◆ MATERIAL ◆
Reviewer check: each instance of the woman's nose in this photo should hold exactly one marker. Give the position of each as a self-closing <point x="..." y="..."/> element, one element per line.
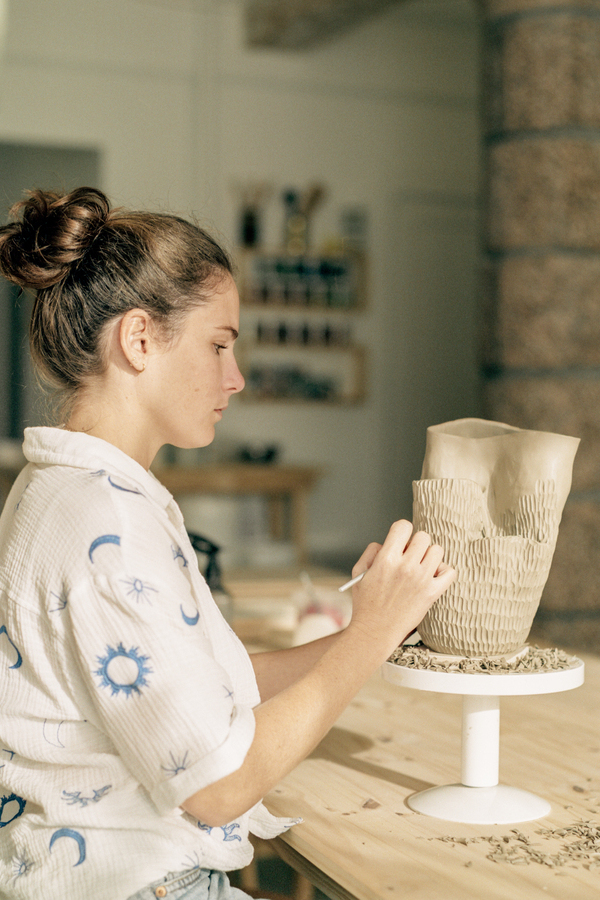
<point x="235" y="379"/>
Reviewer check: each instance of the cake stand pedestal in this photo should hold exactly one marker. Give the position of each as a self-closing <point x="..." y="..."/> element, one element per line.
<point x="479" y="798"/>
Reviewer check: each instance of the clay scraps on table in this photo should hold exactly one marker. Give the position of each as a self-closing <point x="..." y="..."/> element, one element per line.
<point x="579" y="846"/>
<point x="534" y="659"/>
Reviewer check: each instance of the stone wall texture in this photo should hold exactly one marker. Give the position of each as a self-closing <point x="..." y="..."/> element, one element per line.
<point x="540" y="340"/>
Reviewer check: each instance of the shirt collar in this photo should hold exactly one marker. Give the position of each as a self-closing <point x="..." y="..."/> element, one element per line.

◆ PROBLEM DESCRIPTION ◆
Copy the listing above word for word, from the first line to the last, but leave out the picture.

◆ TASK OUTPUT ◆
Reviewer check: each instance of the woman's nose in this photo should hold exactly one marker. Give the position of each as a self-closing <point x="..." y="..."/> element, one element per line.
<point x="235" y="379"/>
Reviewer check: each instance of the cake stand pedestal in this photo should hold exactly one marker. Give the position of each as a self-closing <point x="..." y="..."/> element, one element per line.
<point x="479" y="798"/>
Reviewer check: each instance of the clay scraps on table in this photo should hold exactly one marker. Give the position of each as a self-closing <point x="..." y="..."/> element, one element per line.
<point x="579" y="846"/>
<point x="534" y="659"/>
Reviewer check: each instance of the stone wall texture in this photo should hold exactly one marker. Give the position of each as a self-closing <point x="..." y="..."/> element, one element per line.
<point x="540" y="340"/>
Reviewer check: each instance of the shirt collar in this photo should hold exactly one marker. Give the position of each as a self-closing <point x="..." y="..."/> element, one element per line.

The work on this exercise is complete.